AIM
Extract every line of the records below and reproduce each one word for word, in the same order.

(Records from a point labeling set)
--- start ---

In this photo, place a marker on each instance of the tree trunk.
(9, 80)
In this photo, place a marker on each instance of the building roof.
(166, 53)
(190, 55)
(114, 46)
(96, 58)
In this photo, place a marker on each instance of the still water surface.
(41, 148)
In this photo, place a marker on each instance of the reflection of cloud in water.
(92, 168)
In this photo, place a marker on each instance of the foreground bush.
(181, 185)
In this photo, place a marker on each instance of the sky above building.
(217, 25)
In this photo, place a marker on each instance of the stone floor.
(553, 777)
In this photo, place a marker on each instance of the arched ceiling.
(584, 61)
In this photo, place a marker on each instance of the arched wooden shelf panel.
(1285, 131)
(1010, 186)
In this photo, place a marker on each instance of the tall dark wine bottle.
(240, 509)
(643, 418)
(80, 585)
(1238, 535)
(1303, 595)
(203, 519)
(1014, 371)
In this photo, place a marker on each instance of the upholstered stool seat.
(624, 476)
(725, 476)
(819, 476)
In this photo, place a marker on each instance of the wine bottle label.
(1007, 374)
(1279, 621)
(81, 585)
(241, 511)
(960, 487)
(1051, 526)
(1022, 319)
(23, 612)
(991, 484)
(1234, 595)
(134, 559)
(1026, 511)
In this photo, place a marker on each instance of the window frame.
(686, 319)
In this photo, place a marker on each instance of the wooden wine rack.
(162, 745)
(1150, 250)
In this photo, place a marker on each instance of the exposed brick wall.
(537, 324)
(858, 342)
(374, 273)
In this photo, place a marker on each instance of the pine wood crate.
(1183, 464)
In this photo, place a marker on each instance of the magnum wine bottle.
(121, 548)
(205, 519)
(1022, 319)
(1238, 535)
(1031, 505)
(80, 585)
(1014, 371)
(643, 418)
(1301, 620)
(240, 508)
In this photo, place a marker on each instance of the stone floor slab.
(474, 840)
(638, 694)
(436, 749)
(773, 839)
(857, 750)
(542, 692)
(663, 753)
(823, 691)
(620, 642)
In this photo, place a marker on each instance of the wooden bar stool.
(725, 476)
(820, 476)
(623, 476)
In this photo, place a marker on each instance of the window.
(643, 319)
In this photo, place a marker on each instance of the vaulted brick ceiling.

--- end ---

WRITTEN REPLY
In this photo, place a marker on each instance of the tree trunk.
(9, 80)
In this photo, place a marker on each instance of the building roof.
(166, 53)
(190, 55)
(114, 46)
(96, 58)
In this photo, place a marker on each instance of the still water surface.
(41, 148)
In this photo, place a marker on each instance of the reflection of cloud in water.
(92, 168)
In this photo, place a marker on each instance of the foreground bush.
(181, 185)
In this photo, place a marker on each instance of the sky above building.
(217, 25)
In this photo, place a marker on each instance of the stone floor.
(553, 777)
In this photo, place a marker on each instance of the arched ceiling.
(584, 61)
In this photo, place a marker on each instance of the arched wooden shelf panel.
(1285, 131)
(1010, 186)
In this photo, place a marker on each instance of the tall dark wine bottle.
(240, 509)
(643, 418)
(80, 585)
(1238, 535)
(1303, 595)
(203, 519)
(1014, 371)
In this photo, place a marker on each instance of the upholstered stool seat.
(624, 476)
(725, 476)
(819, 476)
In this photo, place a marker on each instance of the wine bottle label.
(1007, 374)
(1279, 621)
(81, 585)
(241, 511)
(960, 487)
(1051, 526)
(1022, 319)
(23, 612)
(991, 484)
(1234, 595)
(134, 559)
(1026, 511)
In this photo, place a marker on each instance of the window frame.
(686, 319)
In this photo, place a marker on each instance of the wooden wine rack.
(162, 745)
(1150, 250)
In this photo, place a marker on each instance of the exposed brick wall.
(537, 324)
(858, 342)
(374, 273)
In this photo, place a marker on each instance of the pine wood crate.
(1183, 464)
In this photo, place a marker on each instance of the magnum wine bottle.
(121, 548)
(205, 519)
(1022, 319)
(1238, 535)
(1031, 505)
(80, 585)
(1014, 371)
(643, 418)
(1301, 620)
(240, 508)
In this photo, place a marker on each instance of the stone floor slab.
(474, 840)
(638, 694)
(436, 749)
(773, 839)
(857, 750)
(542, 692)
(663, 753)
(823, 691)
(620, 642)
In this photo, place a marker on each instance of the wooden bar stool.
(725, 476)
(820, 476)
(623, 476)
In this photo, place a marker on each instance of the window.
(643, 319)
In this photo, place a marker on each instance of the vaulted brick ceiling.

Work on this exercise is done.